→ **EXERCISE DESCRIPTION**
Give back the entries below verbatim.

(INFORMATION SHOWN)

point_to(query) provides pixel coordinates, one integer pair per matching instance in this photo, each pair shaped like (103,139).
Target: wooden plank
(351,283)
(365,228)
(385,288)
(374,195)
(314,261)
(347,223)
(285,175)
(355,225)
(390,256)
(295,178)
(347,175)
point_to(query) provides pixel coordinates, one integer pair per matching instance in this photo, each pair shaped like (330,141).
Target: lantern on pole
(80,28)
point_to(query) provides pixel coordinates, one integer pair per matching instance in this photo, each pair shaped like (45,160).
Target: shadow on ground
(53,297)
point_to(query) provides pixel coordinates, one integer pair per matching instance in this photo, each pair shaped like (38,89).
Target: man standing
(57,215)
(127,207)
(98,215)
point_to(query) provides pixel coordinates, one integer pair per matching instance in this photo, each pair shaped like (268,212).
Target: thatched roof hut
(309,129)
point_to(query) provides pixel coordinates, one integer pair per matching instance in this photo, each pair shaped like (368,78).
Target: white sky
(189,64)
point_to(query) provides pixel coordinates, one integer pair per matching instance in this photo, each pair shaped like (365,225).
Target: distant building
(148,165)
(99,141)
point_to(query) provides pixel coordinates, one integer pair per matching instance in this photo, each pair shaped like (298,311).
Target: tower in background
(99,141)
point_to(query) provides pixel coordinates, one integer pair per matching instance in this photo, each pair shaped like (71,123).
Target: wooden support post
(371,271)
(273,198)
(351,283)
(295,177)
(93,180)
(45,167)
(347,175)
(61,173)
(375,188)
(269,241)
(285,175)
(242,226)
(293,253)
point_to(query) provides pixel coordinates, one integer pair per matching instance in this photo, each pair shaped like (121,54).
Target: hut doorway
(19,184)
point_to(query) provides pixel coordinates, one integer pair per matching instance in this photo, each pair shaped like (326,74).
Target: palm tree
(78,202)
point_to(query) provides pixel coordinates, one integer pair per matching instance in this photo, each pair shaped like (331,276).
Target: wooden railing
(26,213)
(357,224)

(End INFORMATION SHOWN)

→ **OUTPUT FOR THIS EXERCISE**
point_to(query) provides pixel coordinates, one integer pair per matching instance in this photo, each pair shaped like (103,139).
Target: wooden plank
(351,283)
(365,228)
(385,288)
(374,195)
(314,261)
(347,223)
(285,175)
(355,225)
(390,256)
(295,178)
(347,175)
point_to(query) provides pixel coordinates, one integer pair per matching instance in this photo, each pair shaped like (330,141).
Target: lantern on pole
(80,28)
point_to(query) provides pixel coordinates, one integer pair per matching instance in this photo, each pair shaped like (45,160).
Target: shadow on ground
(53,297)
point_to(query) provides pixel coordinates, one integer pair per matching instance in this photo, each pair shaped like (38,89).
Target: man standing
(57,215)
(127,207)
(98,215)
point_to(query) provides pixel coordinates, one integer pair per matching instance in this photo, each pair shaped like (268,212).
Target: thatched roof hut
(309,129)
point_to(query) provides pixel coordinates, one integer pair per matching instance in this photo, each pair shaped like (368,78).
Target: white sky
(189,64)
point_to(query) provides pixel coordinates, one integer pair per matching instance in this photo, each pair shaped like (365,225).
Target: distant building
(148,165)
(99,141)
point_to(query) provides pixel coordinates, one integer pair per matching instance in this photo, each pair shaped like (298,311).
Target: tower in background
(99,141)
point_to(query) provides pixel coordinates, one integer pair per matching instance in this photo, each pair shaped like (71,123).
Target: wooden support post
(371,271)
(273,198)
(351,283)
(295,177)
(93,180)
(45,167)
(347,175)
(61,173)
(375,188)
(269,241)
(285,175)
(242,226)
(293,253)
point_to(query) provides pixel coordinates, one integer pair per matching instance in this photo, each pair shaped like (121,54).
Target: hut doorway
(19,184)
point_to(query) provides pixel coordinates, one integer pair per matching instance in this photo, each pair shaped like (326,74).
Target: palm tree
(78,202)
point_to(query) provides pixel coordinates, one integer pair per matching instance in this photo, each pair shaped like (331,276).
Target: wooden railing
(26,213)
(357,224)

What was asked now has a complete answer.